··· KUTIPAN UNTUK DIBACA ···

TEMPO.CO, Jakarta - Penyidik Kepolisian Daerah Metro Jaya menyerahkan dua tersangka dan barang bukti perkara pencurian minyak sawit mentah PT Palm Mas Asri (PMA) oleh PT Bina Karya Prima (BKP) ke Kejaksaan Negeri Jakarta Utara, Kamis, 2 Februari 2017. Kepala Bidang Hubungan Masyarakat Polda Metro Jaya Komisaris Besar Raden Prabowo Argo Yuwono mengatakan, kasus ini telah dinyatakan lengkap (P21) oleh Kejaksaan pada 28 Februari lalu.
"Kemarin penyidik sudah melakukan tahap 2 perkara di Kejaksaan Jakarta Utara," kata Argo saat dikonfirmasi, Jumat, 3 Maret 2017.
Argo menuturkan, ada dua tersangka dalam kasus ini, yakni Seyung Subrani dan Erik. Keduanya merupakan petugas bongkar muat pelabuhan perwakilan dari PT BKP.
Kasus ini sebelumnya sempat dihentikan penyidikannya (SP3) di Polres Pelabuhan Tanjung Priok, namun kemudian diambil alih oleh Polda pada tahun 2016.
Semua bermula saat PT PMA dan PT BKP bekerja sama untuk membawa minyak mentah mereka yang dibeli dari Papua menggunakan satu kapal pada Desember 2011. Saat akan bongkar muat, kedua perusahaan ini sempat berdebat soal siapa yang berhak bongkar muat terlebih dahulu.
"Minyak kami lebih sedikit jumlahnya. Kami sempat minta bongkar muat duluan, tapi PT BKP tidak mau," kata Sunardi, tim Legal PT PMA. "Alasannya, tangki minyak yang terakhir masuk kapal mulik BKP, jadi minyaknya masih bersisa di pipa karena tidak dilakukan blowing pipa," lanjutnya.
Kedua pihak pun akhirnya berdiskusi melalui perwakilannya. Perwakilan dari pemilik kapal pun turut hadir. Hasilnya, disepakati pembongkaran tangki PT PMA akan dilakukan lebih dahulu dengan beberapa kesepakatan.
Kesepakatan tersebut antara lain, PT BKP akan melakukan pemompaan kargo terlebih dahulu untuk mengambil sisa minyak di pipa jalur. Namun, setelah pemompaan, minyak yang ada di tangki PT PMA susut sebanyak 43.613 kilogram dari berat asli sebesar 1.016.883 kilogram.
"Setelah pembongkaran total ternyata minyak kami hilang 61.543 kilogram," kata Sunardi.
PT PMA kemudian mengadu pada Sucofindo dan meminta Sucifindo mengawal bongkar muat kapal minyak mereka itu. Namun, perwakilan Sucofindo justru diusir dari lokasi oleh dua tersangka yang berada di lapangan saat itu. "Akhirnya kami melapor ke Polres Pelabuhan pada 12 Januari 2012," katanya.

···

> _LANGKAH YANG DIKERJAKAN_:
1 > Menurut berita tentang pencurian minyak sawit mentah, berapa kilogram minyak PT PMA yang hilang setelah pembongkaran total?
2 > Tolong tarik keluar setiap baris catatan yang memuat kata "tree".
Catatan-catatan ini tidak berkaitan dengan berita di atas.

··· DATA YANG DISEDIAKAN ···

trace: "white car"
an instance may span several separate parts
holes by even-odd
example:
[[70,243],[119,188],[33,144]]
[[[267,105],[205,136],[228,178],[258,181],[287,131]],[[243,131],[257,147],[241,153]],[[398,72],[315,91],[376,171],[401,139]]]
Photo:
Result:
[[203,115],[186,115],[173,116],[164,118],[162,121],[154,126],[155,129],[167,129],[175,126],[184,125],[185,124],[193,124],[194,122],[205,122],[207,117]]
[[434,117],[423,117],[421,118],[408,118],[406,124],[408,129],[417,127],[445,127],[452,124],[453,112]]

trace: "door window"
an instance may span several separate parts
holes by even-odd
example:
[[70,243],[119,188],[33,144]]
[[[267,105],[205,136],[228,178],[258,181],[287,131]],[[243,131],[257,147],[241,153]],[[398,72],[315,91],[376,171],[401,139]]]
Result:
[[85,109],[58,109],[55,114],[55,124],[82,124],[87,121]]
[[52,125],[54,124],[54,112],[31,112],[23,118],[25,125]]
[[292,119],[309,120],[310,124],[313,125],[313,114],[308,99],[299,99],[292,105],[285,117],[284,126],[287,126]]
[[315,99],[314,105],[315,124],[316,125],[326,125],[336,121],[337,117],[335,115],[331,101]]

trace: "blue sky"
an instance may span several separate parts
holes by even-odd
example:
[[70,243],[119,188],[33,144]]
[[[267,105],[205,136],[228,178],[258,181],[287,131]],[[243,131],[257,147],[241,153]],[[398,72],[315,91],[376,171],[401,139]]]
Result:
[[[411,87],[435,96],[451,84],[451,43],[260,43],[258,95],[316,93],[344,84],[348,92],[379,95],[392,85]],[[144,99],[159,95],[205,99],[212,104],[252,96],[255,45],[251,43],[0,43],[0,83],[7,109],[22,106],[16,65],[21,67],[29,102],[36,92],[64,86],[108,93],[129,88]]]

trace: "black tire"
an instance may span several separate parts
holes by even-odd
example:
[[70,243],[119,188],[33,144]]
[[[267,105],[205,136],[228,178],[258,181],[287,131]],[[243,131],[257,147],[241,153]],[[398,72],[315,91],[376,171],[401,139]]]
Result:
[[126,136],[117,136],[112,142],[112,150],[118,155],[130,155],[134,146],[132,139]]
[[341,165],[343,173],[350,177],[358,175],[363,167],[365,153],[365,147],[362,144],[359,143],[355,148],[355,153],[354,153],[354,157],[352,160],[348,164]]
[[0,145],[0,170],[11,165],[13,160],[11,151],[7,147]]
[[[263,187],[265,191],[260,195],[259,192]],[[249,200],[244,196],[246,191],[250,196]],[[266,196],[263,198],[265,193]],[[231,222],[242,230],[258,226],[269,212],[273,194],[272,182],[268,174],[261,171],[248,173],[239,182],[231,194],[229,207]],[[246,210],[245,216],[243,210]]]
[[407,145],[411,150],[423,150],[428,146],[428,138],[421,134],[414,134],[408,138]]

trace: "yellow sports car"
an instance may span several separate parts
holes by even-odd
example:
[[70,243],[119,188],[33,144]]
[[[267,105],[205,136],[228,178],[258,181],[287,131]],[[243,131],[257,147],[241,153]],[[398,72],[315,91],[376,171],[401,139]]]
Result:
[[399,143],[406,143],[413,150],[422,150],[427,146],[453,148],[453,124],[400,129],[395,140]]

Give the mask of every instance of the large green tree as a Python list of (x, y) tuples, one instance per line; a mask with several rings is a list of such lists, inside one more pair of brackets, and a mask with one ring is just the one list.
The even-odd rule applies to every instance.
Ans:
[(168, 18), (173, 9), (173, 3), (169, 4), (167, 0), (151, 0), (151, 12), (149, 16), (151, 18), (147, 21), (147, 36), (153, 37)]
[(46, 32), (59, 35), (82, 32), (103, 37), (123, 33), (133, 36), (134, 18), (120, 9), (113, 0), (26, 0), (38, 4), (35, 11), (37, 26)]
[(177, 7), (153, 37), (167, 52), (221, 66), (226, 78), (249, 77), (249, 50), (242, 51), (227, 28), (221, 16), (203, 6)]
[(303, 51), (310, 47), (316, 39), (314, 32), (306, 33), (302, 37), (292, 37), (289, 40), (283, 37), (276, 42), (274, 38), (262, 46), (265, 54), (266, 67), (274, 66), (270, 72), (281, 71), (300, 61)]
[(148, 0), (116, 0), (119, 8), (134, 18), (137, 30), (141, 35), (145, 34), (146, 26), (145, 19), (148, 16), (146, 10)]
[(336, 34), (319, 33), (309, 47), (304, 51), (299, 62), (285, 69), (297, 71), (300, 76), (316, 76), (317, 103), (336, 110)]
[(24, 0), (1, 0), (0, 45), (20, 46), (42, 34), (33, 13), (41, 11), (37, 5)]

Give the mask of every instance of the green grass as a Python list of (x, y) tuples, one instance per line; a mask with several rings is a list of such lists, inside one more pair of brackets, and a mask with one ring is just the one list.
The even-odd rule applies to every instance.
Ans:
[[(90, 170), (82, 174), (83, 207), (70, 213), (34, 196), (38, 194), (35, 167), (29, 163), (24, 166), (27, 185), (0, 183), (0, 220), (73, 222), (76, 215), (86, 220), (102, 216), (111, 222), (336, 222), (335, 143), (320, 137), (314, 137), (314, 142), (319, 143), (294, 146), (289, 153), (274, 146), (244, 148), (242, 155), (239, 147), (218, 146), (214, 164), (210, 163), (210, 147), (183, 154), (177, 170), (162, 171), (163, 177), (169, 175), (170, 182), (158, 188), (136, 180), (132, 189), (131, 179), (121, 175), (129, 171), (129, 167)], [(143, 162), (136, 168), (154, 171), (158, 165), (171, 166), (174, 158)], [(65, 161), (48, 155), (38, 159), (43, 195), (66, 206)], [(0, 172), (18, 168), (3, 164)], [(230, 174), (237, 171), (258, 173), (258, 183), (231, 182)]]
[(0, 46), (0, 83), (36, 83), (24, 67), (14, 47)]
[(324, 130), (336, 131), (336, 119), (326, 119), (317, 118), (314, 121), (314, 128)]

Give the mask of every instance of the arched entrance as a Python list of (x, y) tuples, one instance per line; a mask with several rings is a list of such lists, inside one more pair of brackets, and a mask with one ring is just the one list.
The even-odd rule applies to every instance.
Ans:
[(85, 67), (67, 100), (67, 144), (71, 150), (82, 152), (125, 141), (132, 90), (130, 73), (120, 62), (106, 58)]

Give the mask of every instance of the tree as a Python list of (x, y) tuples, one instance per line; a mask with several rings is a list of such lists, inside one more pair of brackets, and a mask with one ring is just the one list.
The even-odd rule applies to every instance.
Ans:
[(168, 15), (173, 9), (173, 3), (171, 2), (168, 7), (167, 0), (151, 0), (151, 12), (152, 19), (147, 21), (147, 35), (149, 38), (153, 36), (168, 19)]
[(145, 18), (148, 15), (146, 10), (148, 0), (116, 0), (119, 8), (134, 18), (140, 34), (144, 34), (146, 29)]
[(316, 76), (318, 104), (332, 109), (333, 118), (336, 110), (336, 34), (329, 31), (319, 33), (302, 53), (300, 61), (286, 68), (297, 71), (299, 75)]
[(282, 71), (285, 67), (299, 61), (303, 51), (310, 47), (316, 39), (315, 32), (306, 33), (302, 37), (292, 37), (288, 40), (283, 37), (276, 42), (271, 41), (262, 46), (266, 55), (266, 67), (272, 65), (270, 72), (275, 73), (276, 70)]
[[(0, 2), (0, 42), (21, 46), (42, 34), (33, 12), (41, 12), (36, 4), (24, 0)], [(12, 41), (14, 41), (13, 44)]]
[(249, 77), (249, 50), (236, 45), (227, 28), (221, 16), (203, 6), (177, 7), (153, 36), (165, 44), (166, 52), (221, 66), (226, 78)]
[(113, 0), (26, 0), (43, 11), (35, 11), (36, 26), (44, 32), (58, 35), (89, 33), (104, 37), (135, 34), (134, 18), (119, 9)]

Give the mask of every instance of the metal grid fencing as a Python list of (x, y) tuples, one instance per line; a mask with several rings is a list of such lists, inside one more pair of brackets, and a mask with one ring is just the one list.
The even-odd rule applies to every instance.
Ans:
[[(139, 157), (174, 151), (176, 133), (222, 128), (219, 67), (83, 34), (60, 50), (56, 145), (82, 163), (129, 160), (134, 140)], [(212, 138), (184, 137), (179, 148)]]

···

> _JAWABAN SETIAP TUGAS_:
1 > 61.543 kilogram.

2 >
Give the mask of every instance of the large green tree as a Python list of (x, y) tuples, one instance per line; a mask with several rings is a list of such lists, inside one more pair of brackets, and a mask with one ring is just the one list.
Give the mask of every instance of the tree as a Python list of (x, y) tuples, one instance per line; a mask with several rings is a list of such lists, inside one more pair of brackets, and a mask with one ring is just the one list.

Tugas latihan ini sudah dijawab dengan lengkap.